== Instructions to follow ==
All the data should come back exactly as it was given.

────────────────

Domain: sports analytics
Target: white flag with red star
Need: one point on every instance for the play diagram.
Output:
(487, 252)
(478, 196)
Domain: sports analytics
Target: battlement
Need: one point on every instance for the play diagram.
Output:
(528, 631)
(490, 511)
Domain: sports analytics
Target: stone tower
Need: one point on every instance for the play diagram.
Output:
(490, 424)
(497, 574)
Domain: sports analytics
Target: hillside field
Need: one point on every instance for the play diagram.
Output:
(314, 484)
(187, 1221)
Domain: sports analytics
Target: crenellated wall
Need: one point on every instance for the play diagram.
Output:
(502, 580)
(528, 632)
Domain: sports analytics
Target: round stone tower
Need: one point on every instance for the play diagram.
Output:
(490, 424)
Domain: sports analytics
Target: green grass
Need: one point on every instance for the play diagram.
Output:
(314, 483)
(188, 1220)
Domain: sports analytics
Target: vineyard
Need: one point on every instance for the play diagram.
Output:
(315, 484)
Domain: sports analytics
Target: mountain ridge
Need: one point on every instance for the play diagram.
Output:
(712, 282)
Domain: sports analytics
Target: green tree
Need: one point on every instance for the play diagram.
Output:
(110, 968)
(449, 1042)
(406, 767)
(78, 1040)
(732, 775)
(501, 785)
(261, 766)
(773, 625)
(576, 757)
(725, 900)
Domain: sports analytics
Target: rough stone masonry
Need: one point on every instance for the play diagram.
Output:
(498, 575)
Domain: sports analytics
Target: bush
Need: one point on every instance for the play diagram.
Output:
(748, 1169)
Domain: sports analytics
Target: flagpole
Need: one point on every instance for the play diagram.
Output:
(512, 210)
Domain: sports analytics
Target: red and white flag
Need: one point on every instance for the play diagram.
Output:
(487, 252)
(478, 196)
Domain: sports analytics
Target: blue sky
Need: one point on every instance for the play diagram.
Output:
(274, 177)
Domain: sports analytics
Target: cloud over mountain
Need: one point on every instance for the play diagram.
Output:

────────────────

== Output ==
Domain: sports analytics
Target: white flag with red star
Need: one point on every instance for the play diagram.
Output:
(487, 252)
(478, 196)
Domain: sports analytics
Target: battlement
Need: one point on every instance for the play diagram.
Output:
(528, 631)
(490, 511)
Domain: sports analytics
Target: stone tower
Need: one point on every instance for the play diagram.
Output:
(490, 424)
(497, 574)
Domain: sports analytics
Target: hillside field
Need: one point on every instance for the play diagram.
Output:
(314, 484)
(187, 1221)
Domain: sports analytics
Target: crenellated wall
Need: one point on every instance for the play diagram.
Output:
(502, 580)
(528, 632)
Domain: sports analytics
Target: round stone tower
Need: one point on every instance for the play diagram.
Output:
(490, 424)
Domain: sports analytics
Target: green grass
Need: one point on every instance for the play diagram.
Output:
(314, 483)
(188, 1220)
Domain: sports analytics
Target: vineyard
Need: one point on every instance for the play diagram.
Output:
(315, 484)
Domain: sports analytics
Target: mountain ridge
Need: one point on every instance for the play diagram.
Output:
(712, 282)
Domain: sports analytics
Target: green tree
Need: one point on every instance for the play diagram.
Output:
(110, 968)
(449, 1042)
(406, 767)
(78, 1040)
(732, 775)
(501, 785)
(261, 766)
(773, 625)
(576, 757)
(725, 900)
Domain: sports analytics
Target: rough stone masonry
Need: one point on every instance for the play diagram.
Output:
(498, 575)
Domain: sports analytics
Target: bush
Need: one point on every instance for the play diagram.
Output:
(748, 1169)
Domain: sports analytics
Target: flagpole
Need: one point on every instance for the play diagram.
Output:
(512, 210)
Domain: sports analytics
Target: red and white flag
Need: one point on every instance for the play diagram.
Output:
(487, 252)
(478, 196)
Domain: sports analytics
Target: blue sky
Need: one point on every instance for the play diagram.
Output:
(274, 177)
Domain: sports analytics
Target: cloud over mountain
Need: one point on every instance for the play diagram.
Output:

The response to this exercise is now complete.